▶ _Trecho de origem_
>>>

George, um personagem fictício, acaba de ler “Parque dos Dinossauros” pela segunda vez. Um dos trechos que mais lhe chamou a atenção foi a introdução feita à Teoria do Caos num diálogo ocorrido a caminho do vale. Michael Crichton, o autor, deve ser bom nisso, imaginou George. Afinal, que o bater das asas de uma borboleta na Amazônia poderia causar um tornado no Texas não é algo tão trivial assim de se assimilar para mentes cartesianas, lineares e reducionistas. Porém, uma das mais marcantes lições desse chamado Efeito Borboleta, totalmente não-linear, é que o mesmo poderia ser aplicado em outros sistemas dinâmicos e nada melhor do que escolher situações convenientes no também fictício País do Caos para colocá-lo em prática, pensou ele.

<<<

Copie na íntegra o trecho de origem acima, sem alterar nenhum caractere.

▶ _Seção de dados_
>>>

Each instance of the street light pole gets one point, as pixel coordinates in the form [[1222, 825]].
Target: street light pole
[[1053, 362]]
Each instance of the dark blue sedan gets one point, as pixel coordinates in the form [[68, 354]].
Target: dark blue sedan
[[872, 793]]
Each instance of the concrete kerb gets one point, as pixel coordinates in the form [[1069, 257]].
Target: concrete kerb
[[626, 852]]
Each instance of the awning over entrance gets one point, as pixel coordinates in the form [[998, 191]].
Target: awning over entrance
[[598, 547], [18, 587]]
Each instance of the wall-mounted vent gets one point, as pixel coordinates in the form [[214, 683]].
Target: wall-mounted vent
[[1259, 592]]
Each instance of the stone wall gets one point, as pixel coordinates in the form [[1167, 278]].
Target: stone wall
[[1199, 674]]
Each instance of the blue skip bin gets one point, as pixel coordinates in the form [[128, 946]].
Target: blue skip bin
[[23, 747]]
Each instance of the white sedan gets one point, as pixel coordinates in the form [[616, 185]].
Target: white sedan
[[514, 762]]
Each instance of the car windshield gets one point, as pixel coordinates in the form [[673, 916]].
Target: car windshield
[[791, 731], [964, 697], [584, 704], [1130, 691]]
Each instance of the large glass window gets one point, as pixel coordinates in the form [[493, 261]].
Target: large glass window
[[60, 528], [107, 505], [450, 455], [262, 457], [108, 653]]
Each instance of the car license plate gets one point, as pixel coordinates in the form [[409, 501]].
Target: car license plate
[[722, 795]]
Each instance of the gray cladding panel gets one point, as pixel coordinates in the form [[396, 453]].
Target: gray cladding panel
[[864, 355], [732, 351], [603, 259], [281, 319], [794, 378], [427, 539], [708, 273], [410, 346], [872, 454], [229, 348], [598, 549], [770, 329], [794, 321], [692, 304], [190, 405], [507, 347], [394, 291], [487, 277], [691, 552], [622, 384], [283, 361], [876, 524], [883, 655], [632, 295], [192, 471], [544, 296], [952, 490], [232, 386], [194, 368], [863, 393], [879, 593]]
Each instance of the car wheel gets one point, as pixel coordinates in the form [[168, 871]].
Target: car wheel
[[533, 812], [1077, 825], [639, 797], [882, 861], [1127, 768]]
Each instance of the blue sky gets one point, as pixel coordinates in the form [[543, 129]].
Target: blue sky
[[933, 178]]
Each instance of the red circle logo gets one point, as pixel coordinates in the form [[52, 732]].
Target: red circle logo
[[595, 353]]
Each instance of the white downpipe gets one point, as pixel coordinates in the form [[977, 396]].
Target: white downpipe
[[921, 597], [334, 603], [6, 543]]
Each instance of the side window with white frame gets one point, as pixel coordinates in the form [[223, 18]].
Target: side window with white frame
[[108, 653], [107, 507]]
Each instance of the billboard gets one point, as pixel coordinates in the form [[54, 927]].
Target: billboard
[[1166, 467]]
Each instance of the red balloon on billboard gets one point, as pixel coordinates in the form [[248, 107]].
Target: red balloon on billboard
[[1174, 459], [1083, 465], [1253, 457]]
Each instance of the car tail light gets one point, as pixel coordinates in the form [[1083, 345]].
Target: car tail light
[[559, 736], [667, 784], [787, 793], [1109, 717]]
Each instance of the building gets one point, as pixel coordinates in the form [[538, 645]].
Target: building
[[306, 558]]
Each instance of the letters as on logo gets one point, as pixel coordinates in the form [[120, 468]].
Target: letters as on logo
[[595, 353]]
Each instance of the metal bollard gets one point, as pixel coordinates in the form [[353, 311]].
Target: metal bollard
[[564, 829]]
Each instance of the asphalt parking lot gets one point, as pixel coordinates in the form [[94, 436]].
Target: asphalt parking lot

<<<

▶ _Resposta completa_
George, um personagem fictício, acaba de ler “Parque dos Dinossauros” pela segunda vez. Um dos trechos que mais lhe chamou a atenção foi a introdução feita à Teoria do Caos num diálogo ocorrido a caminho do vale. Michael Crichton, o autor, deve ser bom nisso, imaginou George. Afinal, que o bater das asas de uma borboleta na Amazônia poderia causar um tornado no Texas não é algo tão trivial assim de se assimilar para mentes cartesianas, lineares e reducionistas. Porém, uma das mais marcantes lições desse chamado Efeito Borboleta, totalmente não-linear, é que o mesmo poderia ser aplicado em outros sistemas dinâmicos e nada melhor do que escolher situações convenientes no também fictício País do Caos para colocá-lo em prática, pensou ele.